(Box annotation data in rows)
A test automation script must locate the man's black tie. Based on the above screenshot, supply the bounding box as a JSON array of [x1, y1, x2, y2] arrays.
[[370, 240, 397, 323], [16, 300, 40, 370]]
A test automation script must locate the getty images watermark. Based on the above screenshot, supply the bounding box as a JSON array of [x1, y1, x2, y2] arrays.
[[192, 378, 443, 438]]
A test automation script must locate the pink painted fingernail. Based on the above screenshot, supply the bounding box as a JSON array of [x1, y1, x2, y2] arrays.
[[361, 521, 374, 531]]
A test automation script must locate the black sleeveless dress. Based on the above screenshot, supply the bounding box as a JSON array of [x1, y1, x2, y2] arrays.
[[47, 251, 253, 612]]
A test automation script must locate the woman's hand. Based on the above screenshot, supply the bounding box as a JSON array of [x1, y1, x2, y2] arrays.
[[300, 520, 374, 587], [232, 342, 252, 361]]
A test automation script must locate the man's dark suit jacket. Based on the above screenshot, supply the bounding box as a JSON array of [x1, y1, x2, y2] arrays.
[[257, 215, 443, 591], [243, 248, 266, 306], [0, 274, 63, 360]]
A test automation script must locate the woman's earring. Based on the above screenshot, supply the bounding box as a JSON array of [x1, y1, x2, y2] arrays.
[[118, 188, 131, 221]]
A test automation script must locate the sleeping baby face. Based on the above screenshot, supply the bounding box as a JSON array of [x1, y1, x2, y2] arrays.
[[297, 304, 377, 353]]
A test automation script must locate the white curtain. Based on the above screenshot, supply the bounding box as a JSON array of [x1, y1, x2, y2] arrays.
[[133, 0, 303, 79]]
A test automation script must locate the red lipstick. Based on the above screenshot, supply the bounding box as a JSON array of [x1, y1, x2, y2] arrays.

What you should do: Copy every line of the listing above word for word.

Answer to this exercise:
A test automation script must locate the man's black tie. Based on the above screenshot, supply the bounding box as a JSON array of [x1, y1, x2, y2] arrays.
[[370, 240, 397, 323], [16, 300, 40, 370]]
A test automation script must locate the getty images watermark. Based on the above screenshot, supply the bounding box as a JSON array of [x1, y1, x2, y2] arrays.
[[192, 378, 443, 438]]
A test automation script must locate the pink painted fingernail. Based on the above screenshot, supply the bounding box as a JSON array of [x1, y1, x2, y2] arrays.
[[361, 521, 374, 531]]
A test automation script must locate the black sleeveless dress. Based on the above screenshot, supply the bounding box as a JSON array of [x1, y1, x2, y2] arrays.
[[47, 251, 253, 612]]
A test automation script must locate the woman's hand. Based on the above screenshot, supply the bounding box as a JSON array of [x1, y1, x2, y2] arrays.
[[300, 520, 374, 587], [232, 342, 252, 361]]
A test automation script must locate the man's dark suit jacket. Based on the above screenshot, supply the bounding box as a JSON array of [x1, y1, x2, y2] arrays.
[[257, 215, 443, 591], [243, 248, 266, 306], [0, 274, 63, 360]]
A test automation script must locate the woman's earring. Based on the above screenshot, supply the bounding box as a JSON array of [x1, y1, x2, y2] arrays.
[[118, 188, 131, 221]]
A test automation script must locate the sleeping baby face. Based on the above screenshot, supply the bounding box as a JSON array of [x1, y1, x2, y2] arrays.
[[297, 304, 377, 353]]
A test automation script must locate the white curtain. Based on the above screenshot, supply the bounding box as a JSON array of [x1, y1, x2, y2] arrays.
[[133, 0, 303, 79]]
A test automation script must locate the red lipstick. Based on the above screenshot, supply the bounding box as a JSON array of [x1, y1, x2, y2] arrays.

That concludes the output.